_YOUR OBJECTIVE_
Print the entries below line for line, with no changes, but leave out the picture.

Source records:
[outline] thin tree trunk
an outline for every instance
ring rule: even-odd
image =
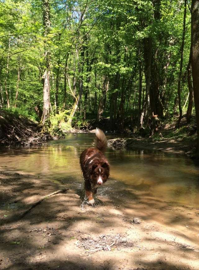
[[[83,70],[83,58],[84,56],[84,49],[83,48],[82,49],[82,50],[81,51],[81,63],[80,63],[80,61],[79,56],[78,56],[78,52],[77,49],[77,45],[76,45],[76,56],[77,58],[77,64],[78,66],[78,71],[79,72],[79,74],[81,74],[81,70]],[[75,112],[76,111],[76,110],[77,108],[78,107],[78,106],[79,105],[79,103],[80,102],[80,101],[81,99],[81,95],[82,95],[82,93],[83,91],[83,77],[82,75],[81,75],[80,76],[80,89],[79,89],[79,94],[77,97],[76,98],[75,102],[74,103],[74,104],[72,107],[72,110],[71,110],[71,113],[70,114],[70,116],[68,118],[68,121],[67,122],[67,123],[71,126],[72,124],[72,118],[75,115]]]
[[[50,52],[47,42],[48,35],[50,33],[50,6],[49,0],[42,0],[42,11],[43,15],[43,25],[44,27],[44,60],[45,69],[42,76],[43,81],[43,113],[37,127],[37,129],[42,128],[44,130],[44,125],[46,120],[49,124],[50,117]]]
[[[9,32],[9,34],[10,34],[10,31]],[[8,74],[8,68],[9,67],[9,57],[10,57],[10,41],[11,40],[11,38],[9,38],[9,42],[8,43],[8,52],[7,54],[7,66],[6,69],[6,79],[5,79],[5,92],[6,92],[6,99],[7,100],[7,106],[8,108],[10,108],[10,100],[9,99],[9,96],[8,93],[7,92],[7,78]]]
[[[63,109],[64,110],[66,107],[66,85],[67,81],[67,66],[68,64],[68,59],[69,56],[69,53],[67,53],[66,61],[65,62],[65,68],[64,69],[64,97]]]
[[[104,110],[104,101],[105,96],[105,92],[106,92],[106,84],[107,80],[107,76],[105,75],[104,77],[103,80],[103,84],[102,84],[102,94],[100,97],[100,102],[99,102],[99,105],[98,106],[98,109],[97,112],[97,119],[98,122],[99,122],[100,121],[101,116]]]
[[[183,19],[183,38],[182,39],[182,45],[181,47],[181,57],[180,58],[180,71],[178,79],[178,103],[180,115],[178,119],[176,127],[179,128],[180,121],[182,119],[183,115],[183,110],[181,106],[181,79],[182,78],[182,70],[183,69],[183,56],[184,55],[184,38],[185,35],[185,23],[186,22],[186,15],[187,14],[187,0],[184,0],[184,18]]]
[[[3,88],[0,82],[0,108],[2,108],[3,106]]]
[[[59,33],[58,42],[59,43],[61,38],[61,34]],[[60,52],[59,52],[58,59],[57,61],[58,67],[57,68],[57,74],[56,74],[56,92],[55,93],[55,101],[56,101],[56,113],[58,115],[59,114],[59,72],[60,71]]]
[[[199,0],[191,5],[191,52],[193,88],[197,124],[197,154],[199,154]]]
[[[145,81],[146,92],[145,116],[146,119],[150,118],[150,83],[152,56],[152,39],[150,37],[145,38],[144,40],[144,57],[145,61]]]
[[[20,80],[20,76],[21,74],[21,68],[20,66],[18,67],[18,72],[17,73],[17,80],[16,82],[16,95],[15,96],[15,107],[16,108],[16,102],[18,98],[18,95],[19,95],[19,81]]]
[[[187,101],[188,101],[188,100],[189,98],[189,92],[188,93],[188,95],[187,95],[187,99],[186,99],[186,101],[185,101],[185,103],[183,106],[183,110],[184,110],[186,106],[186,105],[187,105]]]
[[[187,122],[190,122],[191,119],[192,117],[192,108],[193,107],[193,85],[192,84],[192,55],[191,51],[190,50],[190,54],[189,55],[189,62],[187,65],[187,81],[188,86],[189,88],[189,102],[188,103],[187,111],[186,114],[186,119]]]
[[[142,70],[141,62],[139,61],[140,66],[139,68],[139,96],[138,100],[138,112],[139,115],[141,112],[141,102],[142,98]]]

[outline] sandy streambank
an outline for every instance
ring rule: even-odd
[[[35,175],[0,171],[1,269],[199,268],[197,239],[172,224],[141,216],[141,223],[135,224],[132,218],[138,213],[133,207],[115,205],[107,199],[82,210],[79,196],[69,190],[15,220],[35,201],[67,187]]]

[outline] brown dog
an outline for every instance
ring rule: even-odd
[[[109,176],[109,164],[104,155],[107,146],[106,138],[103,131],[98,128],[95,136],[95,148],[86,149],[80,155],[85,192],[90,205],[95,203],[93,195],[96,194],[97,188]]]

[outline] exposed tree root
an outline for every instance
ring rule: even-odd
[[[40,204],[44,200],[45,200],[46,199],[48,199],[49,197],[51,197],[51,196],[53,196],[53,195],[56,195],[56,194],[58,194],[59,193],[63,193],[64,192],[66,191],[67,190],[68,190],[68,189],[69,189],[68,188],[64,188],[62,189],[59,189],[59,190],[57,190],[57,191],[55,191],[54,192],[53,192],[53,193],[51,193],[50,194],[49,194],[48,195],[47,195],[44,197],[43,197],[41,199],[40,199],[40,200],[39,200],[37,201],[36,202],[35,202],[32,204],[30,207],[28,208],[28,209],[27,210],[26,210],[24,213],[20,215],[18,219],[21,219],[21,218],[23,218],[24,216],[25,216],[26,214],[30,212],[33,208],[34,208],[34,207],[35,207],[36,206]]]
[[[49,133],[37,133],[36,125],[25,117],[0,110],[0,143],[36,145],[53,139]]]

_WRITTEN RESPONSE_
[outline] thin tree trunk
an outline for every instance
ring rule: even-odd
image =
[[[83,70],[83,58],[84,56],[84,49],[83,48],[82,49],[82,50],[81,51],[81,63],[80,63],[80,61],[79,56],[78,56],[78,52],[77,49],[77,45],[76,45],[76,56],[77,58],[77,64],[78,66],[78,71],[79,72],[79,74],[81,74],[81,70]],[[75,112],[76,111],[76,110],[77,108],[78,107],[78,106],[79,105],[79,103],[80,102],[80,101],[81,99],[81,95],[82,95],[82,93],[83,91],[83,77],[82,75],[81,75],[80,76],[80,89],[79,89],[79,94],[77,97],[76,98],[75,102],[74,103],[74,104],[72,107],[72,110],[71,110],[71,113],[70,114],[70,116],[68,118],[68,121],[67,122],[67,123],[71,126],[72,124],[72,118],[75,115]]]
[[[50,52],[47,42],[48,35],[50,33],[50,6],[49,0],[42,0],[42,11],[43,15],[43,25],[44,27],[44,60],[45,69],[42,76],[43,81],[43,113],[37,127],[37,129],[42,128],[44,130],[44,125],[46,120],[49,124],[50,117]]]
[[[9,32],[9,34],[10,34],[10,31]],[[8,74],[8,68],[9,67],[9,57],[10,57],[10,41],[11,40],[11,38],[9,38],[9,42],[8,43],[8,52],[7,54],[7,66],[6,69],[6,79],[5,79],[5,92],[6,92],[6,99],[7,100],[7,106],[8,108],[10,108],[10,100],[9,99],[9,96],[8,93],[7,92],[7,78]]]
[[[63,109],[64,110],[66,107],[66,85],[67,81],[67,66],[68,64],[68,59],[69,56],[69,53],[67,53],[66,61],[65,62],[65,68],[64,69],[64,97]]]
[[[104,110],[104,101],[105,96],[105,92],[106,92],[106,84],[107,80],[107,76],[105,75],[104,77],[103,80],[103,84],[102,84],[102,94],[100,97],[100,102],[99,102],[99,105],[98,106],[98,109],[97,112],[97,119],[98,122],[99,122],[100,121],[101,116]]]
[[[183,19],[183,38],[182,39],[182,45],[181,47],[181,57],[180,58],[180,71],[178,79],[178,103],[180,115],[178,119],[176,127],[179,128],[180,121],[182,119],[183,115],[183,110],[181,106],[181,79],[182,78],[182,70],[183,69],[183,56],[184,55],[184,38],[185,35],[185,23],[186,22],[186,15],[187,14],[187,0],[184,0],[184,18]]]
[[[3,88],[0,82],[0,108],[2,108],[3,106]]]
[[[59,33],[58,42],[59,43],[61,38],[61,34]],[[60,52],[59,52],[58,59],[57,61],[58,67],[57,68],[57,74],[56,74],[56,92],[55,93],[55,101],[56,101],[56,113],[58,115],[59,114],[59,72],[60,71]]]
[[[199,0],[191,5],[191,52],[193,88],[197,124],[197,154],[199,154]]]
[[[145,81],[146,92],[145,116],[146,119],[150,118],[150,83],[152,56],[152,39],[150,37],[145,38],[144,40],[144,57],[145,61]]]
[[[20,80],[20,76],[21,74],[21,68],[20,66],[18,67],[18,72],[17,73],[17,80],[16,82],[16,95],[15,96],[15,107],[16,108],[16,102],[18,98],[18,95],[19,95],[19,81]]]
[[[187,101],[188,101],[188,100],[189,98],[189,92],[188,93],[188,95],[187,95],[187,99],[186,99],[186,101],[185,101],[185,103],[183,106],[183,110],[184,110],[186,106],[186,105],[187,105]]]
[[[187,122],[190,122],[191,119],[192,117],[192,108],[193,107],[193,85],[192,84],[192,55],[191,51],[190,50],[190,54],[189,55],[189,62],[187,65],[187,81],[188,86],[189,88],[189,102],[188,103],[187,111],[186,114],[186,119]]]
[[[142,70],[141,62],[139,61],[140,66],[139,68],[139,96],[138,100],[138,112],[139,115],[141,112],[141,102],[142,98]]]

[outline] sandy streambank
an outline for every instance
ring rule: even-odd
[[[35,175],[0,171],[1,269],[199,268],[197,239],[172,224],[141,216],[141,223],[135,224],[132,218],[138,213],[133,207],[115,205],[107,199],[82,210],[79,196],[69,190],[15,220],[35,201],[67,187]]]

[outline] brown dog
an outline for every instance
ring rule: even-odd
[[[109,176],[109,164],[104,155],[107,146],[106,138],[103,131],[98,128],[95,136],[95,148],[86,149],[80,155],[85,192],[90,205],[95,203],[93,195],[96,194],[97,188]]]

[outline] exposed tree root
an outline for every instance
ring rule: even-odd
[[[40,204],[44,200],[45,200],[46,199],[48,199],[49,197],[51,197],[51,196],[53,196],[53,195],[56,195],[56,194],[58,194],[59,193],[63,193],[64,192],[66,191],[67,190],[68,190],[68,189],[69,189],[68,188],[64,188],[62,189],[59,189],[59,190],[57,190],[57,191],[55,191],[54,192],[53,192],[53,193],[51,193],[50,194],[49,194],[48,195],[47,195],[44,197],[43,197],[41,199],[40,199],[40,200],[39,200],[37,201],[36,202],[35,202],[32,204],[30,207],[28,208],[28,209],[27,210],[26,210],[24,213],[20,215],[18,219],[21,219],[21,218],[23,218],[24,216],[25,216],[26,214],[30,212],[33,208],[34,208],[34,207],[35,207],[36,206]]]
[[[49,133],[37,133],[36,125],[25,117],[0,110],[0,143],[36,145],[53,139]]]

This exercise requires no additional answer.